TASK BRIEF
What appears from the first line of the data below through the line containing "positive clicks: (190, 487) (135, 486)", both included, should be copied exactly, and nothing else.

Collected data
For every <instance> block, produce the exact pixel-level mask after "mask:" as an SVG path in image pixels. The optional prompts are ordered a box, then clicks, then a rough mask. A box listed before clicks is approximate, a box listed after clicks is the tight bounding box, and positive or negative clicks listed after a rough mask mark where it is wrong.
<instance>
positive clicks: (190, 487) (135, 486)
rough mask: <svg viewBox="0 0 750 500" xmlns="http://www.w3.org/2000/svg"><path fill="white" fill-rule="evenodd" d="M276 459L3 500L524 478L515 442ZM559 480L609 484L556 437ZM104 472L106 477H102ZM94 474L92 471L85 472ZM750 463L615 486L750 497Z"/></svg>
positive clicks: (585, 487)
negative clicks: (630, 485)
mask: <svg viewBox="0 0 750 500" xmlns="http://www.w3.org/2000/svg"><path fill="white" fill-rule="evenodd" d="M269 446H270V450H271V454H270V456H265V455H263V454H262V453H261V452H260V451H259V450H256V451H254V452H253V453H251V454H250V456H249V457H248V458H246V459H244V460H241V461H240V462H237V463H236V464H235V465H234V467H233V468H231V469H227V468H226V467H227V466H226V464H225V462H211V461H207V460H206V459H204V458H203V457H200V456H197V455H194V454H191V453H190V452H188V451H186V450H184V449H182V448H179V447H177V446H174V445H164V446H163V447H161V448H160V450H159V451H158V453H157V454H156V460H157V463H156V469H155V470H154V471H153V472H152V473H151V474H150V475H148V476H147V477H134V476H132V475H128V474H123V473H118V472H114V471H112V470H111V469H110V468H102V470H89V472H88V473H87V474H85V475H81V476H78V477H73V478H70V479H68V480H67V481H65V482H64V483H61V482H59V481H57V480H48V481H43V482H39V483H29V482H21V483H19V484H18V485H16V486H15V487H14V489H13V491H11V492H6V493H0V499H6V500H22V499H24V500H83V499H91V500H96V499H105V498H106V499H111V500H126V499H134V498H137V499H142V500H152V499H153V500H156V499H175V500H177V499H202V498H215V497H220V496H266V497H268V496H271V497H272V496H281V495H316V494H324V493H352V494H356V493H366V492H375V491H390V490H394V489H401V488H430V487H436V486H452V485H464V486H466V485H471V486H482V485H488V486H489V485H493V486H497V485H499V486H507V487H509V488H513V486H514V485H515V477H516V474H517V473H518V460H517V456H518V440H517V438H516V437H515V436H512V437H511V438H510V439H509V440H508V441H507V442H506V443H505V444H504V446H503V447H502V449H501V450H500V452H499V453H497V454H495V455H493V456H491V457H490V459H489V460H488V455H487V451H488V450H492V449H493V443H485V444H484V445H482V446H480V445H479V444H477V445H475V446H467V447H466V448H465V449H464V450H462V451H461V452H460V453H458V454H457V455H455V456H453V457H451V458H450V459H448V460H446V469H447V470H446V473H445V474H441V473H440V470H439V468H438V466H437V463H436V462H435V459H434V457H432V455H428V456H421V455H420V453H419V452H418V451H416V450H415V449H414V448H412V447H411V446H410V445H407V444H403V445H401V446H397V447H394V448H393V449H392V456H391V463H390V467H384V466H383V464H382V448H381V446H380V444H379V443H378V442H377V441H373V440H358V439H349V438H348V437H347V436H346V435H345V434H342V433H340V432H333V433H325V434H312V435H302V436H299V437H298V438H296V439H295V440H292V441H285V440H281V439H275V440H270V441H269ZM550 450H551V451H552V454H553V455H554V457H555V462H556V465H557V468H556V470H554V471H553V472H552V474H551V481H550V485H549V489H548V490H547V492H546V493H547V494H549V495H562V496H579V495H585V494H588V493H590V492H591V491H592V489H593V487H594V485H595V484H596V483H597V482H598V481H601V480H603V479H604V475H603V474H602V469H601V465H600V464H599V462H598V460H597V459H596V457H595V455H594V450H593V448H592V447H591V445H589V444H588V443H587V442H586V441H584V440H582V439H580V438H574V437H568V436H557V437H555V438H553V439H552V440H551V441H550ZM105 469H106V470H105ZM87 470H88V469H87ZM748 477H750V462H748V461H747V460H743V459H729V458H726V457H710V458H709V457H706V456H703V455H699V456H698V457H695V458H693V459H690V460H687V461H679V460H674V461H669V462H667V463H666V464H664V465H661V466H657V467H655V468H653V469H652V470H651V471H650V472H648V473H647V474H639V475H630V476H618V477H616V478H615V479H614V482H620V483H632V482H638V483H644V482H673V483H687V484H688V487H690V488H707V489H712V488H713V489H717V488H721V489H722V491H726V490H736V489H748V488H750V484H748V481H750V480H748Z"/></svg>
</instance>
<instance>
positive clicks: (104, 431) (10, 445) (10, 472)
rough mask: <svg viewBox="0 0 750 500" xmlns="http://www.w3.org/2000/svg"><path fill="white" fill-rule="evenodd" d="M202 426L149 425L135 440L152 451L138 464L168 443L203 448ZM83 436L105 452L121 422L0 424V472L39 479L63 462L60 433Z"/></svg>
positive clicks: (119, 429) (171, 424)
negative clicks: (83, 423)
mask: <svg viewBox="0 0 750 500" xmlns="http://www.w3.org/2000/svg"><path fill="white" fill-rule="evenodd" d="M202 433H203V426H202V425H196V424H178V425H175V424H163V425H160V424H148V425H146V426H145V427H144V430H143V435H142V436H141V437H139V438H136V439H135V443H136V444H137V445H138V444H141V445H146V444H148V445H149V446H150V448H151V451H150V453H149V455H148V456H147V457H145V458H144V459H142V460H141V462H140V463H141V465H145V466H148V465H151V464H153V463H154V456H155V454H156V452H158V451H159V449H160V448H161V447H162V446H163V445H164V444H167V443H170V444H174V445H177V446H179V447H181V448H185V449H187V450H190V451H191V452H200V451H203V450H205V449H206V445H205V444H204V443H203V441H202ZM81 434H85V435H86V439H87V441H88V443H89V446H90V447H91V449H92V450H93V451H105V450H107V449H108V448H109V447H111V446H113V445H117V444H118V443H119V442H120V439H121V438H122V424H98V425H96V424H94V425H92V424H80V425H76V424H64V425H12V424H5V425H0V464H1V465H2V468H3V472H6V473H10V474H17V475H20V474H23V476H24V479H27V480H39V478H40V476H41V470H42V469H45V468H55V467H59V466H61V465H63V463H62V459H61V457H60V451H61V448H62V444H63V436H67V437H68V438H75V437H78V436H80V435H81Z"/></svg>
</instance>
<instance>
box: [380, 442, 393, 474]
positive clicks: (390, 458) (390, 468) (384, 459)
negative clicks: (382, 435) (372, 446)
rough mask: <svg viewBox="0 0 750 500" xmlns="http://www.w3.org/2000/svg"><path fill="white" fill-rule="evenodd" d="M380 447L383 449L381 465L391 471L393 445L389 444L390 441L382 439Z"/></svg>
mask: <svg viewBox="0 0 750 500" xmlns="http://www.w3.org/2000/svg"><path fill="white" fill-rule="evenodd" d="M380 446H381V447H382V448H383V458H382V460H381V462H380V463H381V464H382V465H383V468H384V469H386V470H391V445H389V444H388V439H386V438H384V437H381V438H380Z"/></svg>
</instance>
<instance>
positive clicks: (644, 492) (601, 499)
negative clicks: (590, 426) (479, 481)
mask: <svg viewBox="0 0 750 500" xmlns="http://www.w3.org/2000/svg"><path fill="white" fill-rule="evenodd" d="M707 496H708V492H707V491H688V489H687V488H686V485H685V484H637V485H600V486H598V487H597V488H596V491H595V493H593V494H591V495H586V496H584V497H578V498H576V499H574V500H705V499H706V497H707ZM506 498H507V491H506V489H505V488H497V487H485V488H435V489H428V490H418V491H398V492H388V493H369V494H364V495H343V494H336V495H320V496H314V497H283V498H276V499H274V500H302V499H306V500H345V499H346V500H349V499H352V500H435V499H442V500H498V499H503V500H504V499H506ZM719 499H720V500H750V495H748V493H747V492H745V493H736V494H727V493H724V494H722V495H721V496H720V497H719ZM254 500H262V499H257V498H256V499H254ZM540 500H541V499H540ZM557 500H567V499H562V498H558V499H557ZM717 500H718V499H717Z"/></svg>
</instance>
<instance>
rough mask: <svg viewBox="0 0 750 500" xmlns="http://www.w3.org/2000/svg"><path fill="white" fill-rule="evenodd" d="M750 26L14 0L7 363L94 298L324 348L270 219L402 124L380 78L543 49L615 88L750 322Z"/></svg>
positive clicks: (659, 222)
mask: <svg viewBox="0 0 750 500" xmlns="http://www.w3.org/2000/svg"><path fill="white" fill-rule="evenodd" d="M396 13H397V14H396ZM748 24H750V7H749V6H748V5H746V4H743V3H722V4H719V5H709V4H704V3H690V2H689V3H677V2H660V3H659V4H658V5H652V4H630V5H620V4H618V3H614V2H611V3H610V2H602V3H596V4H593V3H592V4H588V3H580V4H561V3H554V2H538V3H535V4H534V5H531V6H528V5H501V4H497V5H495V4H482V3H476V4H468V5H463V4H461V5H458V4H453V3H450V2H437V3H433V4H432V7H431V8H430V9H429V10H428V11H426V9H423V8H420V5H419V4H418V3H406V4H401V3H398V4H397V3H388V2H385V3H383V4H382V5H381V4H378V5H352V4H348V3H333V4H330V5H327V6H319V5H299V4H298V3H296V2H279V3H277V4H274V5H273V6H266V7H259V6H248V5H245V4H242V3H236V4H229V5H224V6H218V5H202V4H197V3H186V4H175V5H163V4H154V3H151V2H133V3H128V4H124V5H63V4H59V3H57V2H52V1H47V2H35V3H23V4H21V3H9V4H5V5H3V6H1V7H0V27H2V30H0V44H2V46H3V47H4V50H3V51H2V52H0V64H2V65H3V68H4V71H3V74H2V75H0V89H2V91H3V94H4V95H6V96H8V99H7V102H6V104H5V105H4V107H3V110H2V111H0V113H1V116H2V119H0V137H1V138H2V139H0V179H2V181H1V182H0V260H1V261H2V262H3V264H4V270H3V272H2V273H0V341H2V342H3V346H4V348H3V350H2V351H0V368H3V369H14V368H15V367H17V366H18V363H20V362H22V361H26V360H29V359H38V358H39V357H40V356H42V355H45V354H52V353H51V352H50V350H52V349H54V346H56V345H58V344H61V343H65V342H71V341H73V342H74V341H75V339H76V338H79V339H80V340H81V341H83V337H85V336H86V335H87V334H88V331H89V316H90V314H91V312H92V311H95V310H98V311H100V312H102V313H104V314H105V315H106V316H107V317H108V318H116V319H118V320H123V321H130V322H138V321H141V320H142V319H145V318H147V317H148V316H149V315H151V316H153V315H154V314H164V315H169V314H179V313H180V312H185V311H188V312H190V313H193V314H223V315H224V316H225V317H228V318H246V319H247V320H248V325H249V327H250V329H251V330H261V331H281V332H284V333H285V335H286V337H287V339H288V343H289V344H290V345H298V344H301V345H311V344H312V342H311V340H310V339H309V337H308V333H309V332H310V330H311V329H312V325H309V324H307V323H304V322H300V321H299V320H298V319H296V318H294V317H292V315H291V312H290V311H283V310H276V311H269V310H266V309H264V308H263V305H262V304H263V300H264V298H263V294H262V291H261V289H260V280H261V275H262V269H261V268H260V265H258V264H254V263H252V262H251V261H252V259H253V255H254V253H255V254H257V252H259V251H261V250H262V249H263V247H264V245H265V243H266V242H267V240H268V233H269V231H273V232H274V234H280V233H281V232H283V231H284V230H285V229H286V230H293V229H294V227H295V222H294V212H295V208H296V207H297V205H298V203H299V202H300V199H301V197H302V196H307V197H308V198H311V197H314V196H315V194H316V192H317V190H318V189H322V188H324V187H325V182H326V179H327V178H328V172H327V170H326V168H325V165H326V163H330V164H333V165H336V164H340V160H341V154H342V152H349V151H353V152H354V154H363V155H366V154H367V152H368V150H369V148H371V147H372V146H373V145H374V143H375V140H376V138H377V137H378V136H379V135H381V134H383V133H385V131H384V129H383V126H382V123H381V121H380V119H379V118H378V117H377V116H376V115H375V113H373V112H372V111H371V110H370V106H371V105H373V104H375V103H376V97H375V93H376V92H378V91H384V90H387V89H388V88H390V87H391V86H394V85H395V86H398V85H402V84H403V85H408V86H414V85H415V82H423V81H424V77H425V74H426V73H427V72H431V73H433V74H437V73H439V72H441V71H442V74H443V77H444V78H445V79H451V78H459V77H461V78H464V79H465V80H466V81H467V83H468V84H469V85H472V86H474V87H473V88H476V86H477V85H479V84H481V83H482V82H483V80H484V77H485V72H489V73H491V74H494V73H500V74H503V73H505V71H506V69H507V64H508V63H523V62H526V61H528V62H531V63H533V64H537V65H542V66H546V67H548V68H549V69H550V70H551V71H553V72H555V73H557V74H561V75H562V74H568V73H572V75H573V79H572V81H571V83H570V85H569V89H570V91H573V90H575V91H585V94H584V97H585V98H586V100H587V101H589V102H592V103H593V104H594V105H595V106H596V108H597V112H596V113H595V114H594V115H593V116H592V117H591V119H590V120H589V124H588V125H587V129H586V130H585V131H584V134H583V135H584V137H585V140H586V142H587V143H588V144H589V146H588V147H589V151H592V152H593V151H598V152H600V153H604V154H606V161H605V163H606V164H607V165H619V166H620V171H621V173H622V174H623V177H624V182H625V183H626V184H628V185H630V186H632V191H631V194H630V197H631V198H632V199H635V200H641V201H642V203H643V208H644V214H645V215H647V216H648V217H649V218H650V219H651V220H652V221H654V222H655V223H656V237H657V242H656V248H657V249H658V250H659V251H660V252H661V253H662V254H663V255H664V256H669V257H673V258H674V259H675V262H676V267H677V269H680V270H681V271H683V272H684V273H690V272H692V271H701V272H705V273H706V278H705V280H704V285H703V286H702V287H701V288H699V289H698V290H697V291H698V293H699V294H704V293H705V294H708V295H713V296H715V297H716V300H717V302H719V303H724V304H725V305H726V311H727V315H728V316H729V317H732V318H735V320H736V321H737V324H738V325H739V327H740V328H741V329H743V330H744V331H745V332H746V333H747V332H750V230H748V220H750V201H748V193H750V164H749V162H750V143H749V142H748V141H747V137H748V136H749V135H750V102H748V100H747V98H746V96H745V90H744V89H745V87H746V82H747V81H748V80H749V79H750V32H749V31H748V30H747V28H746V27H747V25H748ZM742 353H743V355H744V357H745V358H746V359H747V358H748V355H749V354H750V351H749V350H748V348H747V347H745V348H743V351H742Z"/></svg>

EXERCISE ANSWER
For every <instance> block, produce the exact pixel-level mask after "mask:" as an SVG path in image pixels. The optional prompts are ordered a box, then clicks, then a rough mask. A box listed before clicks is approximate, a box listed after clicks is the tight bounding box, and positive or negative clicks listed after a rough mask mark where it is wrong.
<instance>
positive clicks: (190, 487) (135, 486)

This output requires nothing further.